→ Problem details: Every line from the line containing "Target: gray roof" through the final line of the data is to be printed exactly; no other line is to appear.

→ Raw records:

<<<<

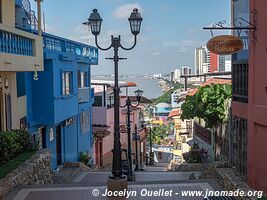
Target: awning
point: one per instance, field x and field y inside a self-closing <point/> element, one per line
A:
<point x="175" y="113"/>
<point x="100" y="132"/>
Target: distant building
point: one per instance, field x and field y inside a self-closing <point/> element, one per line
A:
<point x="159" y="75"/>
<point x="177" y="98"/>
<point x="214" y="62"/>
<point x="175" y="75"/>
<point x="186" y="71"/>
<point x="172" y="76"/>
<point x="200" y="59"/>
<point x="161" y="113"/>
<point x="228" y="66"/>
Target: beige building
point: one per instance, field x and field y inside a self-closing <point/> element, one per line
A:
<point x="20" y="51"/>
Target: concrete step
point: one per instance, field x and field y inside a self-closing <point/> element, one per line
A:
<point x="66" y="175"/>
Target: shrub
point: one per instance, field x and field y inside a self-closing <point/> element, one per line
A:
<point x="196" y="155"/>
<point x="13" y="143"/>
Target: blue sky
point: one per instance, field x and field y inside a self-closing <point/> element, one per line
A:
<point x="171" y="29"/>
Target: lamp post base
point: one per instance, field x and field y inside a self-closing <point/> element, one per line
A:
<point x="131" y="177"/>
<point x="151" y="158"/>
<point x="117" y="185"/>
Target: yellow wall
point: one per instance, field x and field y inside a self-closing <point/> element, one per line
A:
<point x="8" y="12"/>
<point x="12" y="90"/>
<point x="13" y="62"/>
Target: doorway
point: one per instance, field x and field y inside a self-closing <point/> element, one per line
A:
<point x="58" y="142"/>
<point x="1" y="110"/>
<point x="99" y="152"/>
<point x="43" y="137"/>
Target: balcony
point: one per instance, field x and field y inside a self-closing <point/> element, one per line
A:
<point x="240" y="81"/>
<point x="20" y="50"/>
<point x="202" y="133"/>
<point x="85" y="52"/>
<point x="92" y="95"/>
<point x="84" y="94"/>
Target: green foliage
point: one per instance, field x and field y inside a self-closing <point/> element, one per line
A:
<point x="14" y="163"/>
<point x="196" y="155"/>
<point x="159" y="133"/>
<point x="13" y="143"/>
<point x="165" y="98"/>
<point x="209" y="103"/>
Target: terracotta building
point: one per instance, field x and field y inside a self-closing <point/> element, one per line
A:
<point x="249" y="106"/>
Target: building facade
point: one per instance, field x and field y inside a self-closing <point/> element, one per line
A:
<point x="46" y="84"/>
<point x="200" y="59"/>
<point x="249" y="106"/>
<point x="240" y="72"/>
<point x="20" y="51"/>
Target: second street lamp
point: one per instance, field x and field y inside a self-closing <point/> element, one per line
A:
<point x="95" y="22"/>
<point x="138" y="94"/>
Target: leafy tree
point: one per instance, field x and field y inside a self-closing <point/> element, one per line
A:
<point x="209" y="103"/>
<point x="166" y="97"/>
<point x="160" y="133"/>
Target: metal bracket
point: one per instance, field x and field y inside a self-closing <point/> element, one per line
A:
<point x="113" y="58"/>
<point x="238" y="24"/>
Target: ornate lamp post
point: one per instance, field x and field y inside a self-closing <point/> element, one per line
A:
<point x="138" y="94"/>
<point x="137" y="137"/>
<point x="151" y="154"/>
<point x="95" y="22"/>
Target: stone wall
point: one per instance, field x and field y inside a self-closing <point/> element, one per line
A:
<point x="34" y="171"/>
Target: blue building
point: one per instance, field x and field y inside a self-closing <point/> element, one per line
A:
<point x="59" y="103"/>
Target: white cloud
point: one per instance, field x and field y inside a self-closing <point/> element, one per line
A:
<point x="125" y="10"/>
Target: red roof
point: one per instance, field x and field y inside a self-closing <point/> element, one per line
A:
<point x="209" y="82"/>
<point x="175" y="112"/>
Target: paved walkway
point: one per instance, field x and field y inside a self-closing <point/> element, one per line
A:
<point x="135" y="192"/>
<point x="92" y="178"/>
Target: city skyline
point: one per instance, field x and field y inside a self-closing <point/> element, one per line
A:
<point x="157" y="50"/>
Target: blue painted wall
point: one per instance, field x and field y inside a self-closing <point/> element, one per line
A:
<point x="46" y="105"/>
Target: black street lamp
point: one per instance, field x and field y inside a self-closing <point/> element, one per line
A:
<point x="95" y="22"/>
<point x="137" y="137"/>
<point x="138" y="94"/>
<point x="151" y="156"/>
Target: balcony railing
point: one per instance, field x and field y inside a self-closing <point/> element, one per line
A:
<point x="84" y="95"/>
<point x="202" y="133"/>
<point x="92" y="90"/>
<point x="15" y="44"/>
<point x="240" y="81"/>
<point x="55" y="43"/>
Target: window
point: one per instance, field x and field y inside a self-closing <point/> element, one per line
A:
<point x="0" y="11"/>
<point x="240" y="81"/>
<point x="82" y="79"/>
<point x="110" y="100"/>
<point x="85" y="122"/>
<point x="179" y="146"/>
<point x="66" y="83"/>
<point x="98" y="101"/>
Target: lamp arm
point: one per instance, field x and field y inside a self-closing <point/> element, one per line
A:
<point x="123" y="106"/>
<point x="103" y="49"/>
<point x="138" y="103"/>
<point x="127" y="49"/>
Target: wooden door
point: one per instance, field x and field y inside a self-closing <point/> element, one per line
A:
<point x="58" y="141"/>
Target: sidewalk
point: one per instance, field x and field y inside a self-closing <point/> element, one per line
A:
<point x="166" y="191"/>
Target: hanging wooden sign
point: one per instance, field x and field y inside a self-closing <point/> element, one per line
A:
<point x="225" y="44"/>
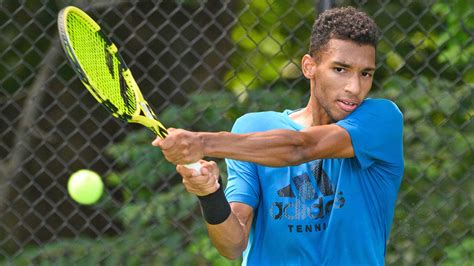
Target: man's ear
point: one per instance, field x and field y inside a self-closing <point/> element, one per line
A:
<point x="308" y="66"/>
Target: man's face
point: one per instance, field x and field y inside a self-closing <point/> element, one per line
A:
<point x="343" y="77"/>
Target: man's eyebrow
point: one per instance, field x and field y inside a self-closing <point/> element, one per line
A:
<point x="348" y="66"/>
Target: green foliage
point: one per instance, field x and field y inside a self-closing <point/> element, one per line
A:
<point x="460" y="254"/>
<point x="269" y="46"/>
<point x="438" y="157"/>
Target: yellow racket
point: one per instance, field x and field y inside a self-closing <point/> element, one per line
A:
<point x="102" y="70"/>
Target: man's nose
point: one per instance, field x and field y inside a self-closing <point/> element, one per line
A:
<point x="354" y="85"/>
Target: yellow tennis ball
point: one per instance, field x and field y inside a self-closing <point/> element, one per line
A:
<point x="85" y="187"/>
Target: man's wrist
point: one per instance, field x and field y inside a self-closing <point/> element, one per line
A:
<point x="215" y="207"/>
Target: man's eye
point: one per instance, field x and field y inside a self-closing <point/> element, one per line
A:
<point x="367" y="74"/>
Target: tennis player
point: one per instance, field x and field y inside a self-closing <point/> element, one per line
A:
<point x="313" y="186"/>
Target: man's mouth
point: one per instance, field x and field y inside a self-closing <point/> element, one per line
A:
<point x="347" y="105"/>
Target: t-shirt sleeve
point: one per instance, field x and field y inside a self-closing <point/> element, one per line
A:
<point x="243" y="184"/>
<point x="376" y="131"/>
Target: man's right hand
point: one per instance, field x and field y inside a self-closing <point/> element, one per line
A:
<point x="200" y="184"/>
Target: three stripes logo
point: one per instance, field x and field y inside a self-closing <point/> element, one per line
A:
<point x="307" y="197"/>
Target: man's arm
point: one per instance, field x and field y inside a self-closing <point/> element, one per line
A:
<point x="229" y="233"/>
<point x="271" y="148"/>
<point x="230" y="237"/>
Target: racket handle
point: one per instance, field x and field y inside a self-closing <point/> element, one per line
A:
<point x="194" y="166"/>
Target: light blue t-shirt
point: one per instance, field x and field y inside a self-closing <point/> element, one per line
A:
<point x="324" y="212"/>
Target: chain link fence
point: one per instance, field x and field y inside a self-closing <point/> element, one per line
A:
<point x="202" y="64"/>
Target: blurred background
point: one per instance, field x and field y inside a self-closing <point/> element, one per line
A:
<point x="202" y="64"/>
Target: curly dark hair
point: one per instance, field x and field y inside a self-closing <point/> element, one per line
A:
<point x="344" y="23"/>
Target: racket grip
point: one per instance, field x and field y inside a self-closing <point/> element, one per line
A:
<point x="194" y="166"/>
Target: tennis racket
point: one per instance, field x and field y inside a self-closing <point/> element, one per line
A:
<point x="102" y="70"/>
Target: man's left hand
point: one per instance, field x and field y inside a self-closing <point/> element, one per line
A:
<point x="180" y="146"/>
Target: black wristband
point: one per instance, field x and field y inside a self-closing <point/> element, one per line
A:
<point x="215" y="207"/>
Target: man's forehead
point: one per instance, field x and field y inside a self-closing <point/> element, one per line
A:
<point x="349" y="52"/>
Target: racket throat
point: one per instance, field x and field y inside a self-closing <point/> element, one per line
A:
<point x="157" y="128"/>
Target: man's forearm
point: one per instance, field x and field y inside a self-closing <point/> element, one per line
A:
<point x="272" y="148"/>
<point x="228" y="237"/>
<point x="279" y="147"/>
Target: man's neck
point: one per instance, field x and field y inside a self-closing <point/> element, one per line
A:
<point x="310" y="115"/>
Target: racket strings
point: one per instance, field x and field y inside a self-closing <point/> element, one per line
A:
<point x="102" y="65"/>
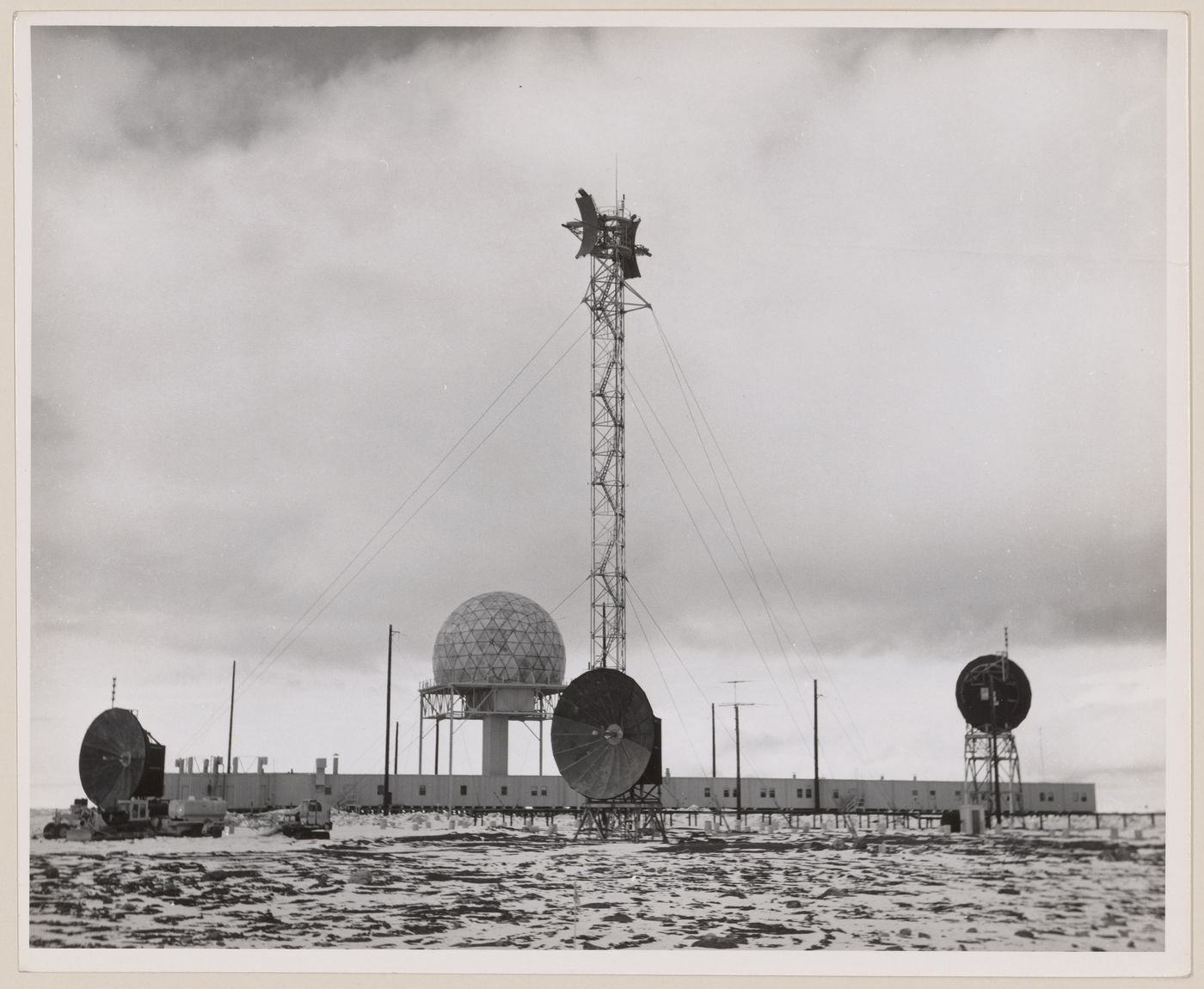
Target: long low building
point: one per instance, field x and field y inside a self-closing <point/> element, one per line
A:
<point x="264" y="790"/>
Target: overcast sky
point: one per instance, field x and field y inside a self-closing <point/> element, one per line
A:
<point x="915" y="281"/>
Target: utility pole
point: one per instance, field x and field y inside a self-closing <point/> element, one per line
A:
<point x="387" y="797"/>
<point x="225" y="789"/>
<point x="815" y="739"/>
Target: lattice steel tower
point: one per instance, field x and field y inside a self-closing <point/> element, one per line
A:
<point x="610" y="241"/>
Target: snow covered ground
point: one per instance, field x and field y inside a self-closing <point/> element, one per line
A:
<point x="415" y="882"/>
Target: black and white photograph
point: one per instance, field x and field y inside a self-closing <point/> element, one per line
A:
<point x="541" y="483"/>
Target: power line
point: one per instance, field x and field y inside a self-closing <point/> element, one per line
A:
<point x="652" y="652"/>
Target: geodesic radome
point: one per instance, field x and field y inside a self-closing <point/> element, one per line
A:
<point x="499" y="637"/>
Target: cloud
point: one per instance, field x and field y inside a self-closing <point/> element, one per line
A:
<point x="914" y="279"/>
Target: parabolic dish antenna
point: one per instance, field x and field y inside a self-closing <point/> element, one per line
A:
<point x="604" y="733"/>
<point x="993" y="694"/>
<point x="114" y="757"/>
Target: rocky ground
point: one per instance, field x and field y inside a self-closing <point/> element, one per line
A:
<point x="418" y="883"/>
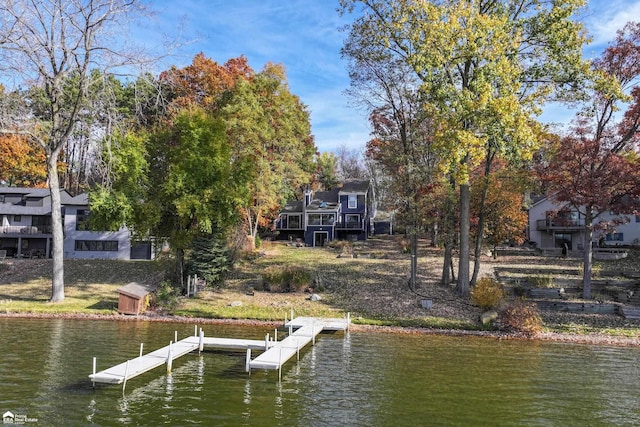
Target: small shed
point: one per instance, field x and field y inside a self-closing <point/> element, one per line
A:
<point x="133" y="298"/>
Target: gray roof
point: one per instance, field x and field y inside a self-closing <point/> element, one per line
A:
<point x="137" y="290"/>
<point x="355" y="186"/>
<point x="292" y="207"/>
<point x="324" y="200"/>
<point x="36" y="193"/>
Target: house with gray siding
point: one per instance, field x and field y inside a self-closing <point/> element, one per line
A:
<point x="345" y="212"/>
<point x="25" y="231"/>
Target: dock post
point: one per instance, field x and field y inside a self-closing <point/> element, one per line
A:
<point x="313" y="333"/>
<point x="247" y="366"/>
<point x="126" y="372"/>
<point x="169" y="357"/>
<point x="94" y="372"/>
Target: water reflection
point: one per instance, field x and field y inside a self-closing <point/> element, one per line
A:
<point x="351" y="378"/>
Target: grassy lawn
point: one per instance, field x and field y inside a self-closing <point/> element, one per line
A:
<point x="367" y="280"/>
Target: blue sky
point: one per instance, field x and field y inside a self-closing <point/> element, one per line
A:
<point x="304" y="36"/>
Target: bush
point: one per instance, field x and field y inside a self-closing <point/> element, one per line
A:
<point x="521" y="317"/>
<point x="541" y="281"/>
<point x="210" y="259"/>
<point x="487" y="293"/>
<point x="166" y="296"/>
<point x="286" y="279"/>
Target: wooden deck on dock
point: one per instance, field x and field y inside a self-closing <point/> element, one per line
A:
<point x="274" y="353"/>
<point x="119" y="373"/>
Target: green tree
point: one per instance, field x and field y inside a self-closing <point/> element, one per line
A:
<point x="269" y="127"/>
<point x="485" y="67"/>
<point x="175" y="183"/>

>>>>

→ Response below:
Target: gray roof
point: one per instance, field x and field y inside a self-closing <point/> element, one per line
A:
<point x="137" y="290"/>
<point x="355" y="186"/>
<point x="292" y="207"/>
<point x="324" y="200"/>
<point x="36" y="193"/>
Target: house with gray siding
point: one per instance, field x and field y inside a self-closing <point/> element, one per line
A:
<point x="345" y="212"/>
<point x="25" y="231"/>
Target: dock post
point: one per instance, field x and field y inside a self-closing <point/> element, one per line
A:
<point x="313" y="333"/>
<point x="247" y="366"/>
<point x="126" y="372"/>
<point x="169" y="357"/>
<point x="94" y="372"/>
Target: water reflection
point: one per instance, field x and field y inside a self-closing <point/> element, one per line
A:
<point x="351" y="378"/>
Target: grassy lawn
point: one per instance, field x and field y inside a self-closing <point/> element, one per line
A:
<point x="367" y="280"/>
Target: blue sky
point: one per instance, field x and field y inside a self-closing <point/> element, one per line
A:
<point x="304" y="36"/>
Target: bush
point: one per instance, field x and field y inside a self-closing <point/> element, one per line
A:
<point x="521" y="317"/>
<point x="541" y="281"/>
<point x="210" y="259"/>
<point x="487" y="293"/>
<point x="166" y="296"/>
<point x="286" y="279"/>
Target: wooden deck on dock
point: one per instance, field x and field y inside a self-closing <point/> element, one per line
A:
<point x="274" y="353"/>
<point x="119" y="373"/>
Target: green tree
point: one per instance, field x and field y inside a self-closing <point/> element, one per line
A:
<point x="269" y="127"/>
<point x="485" y="67"/>
<point x="175" y="183"/>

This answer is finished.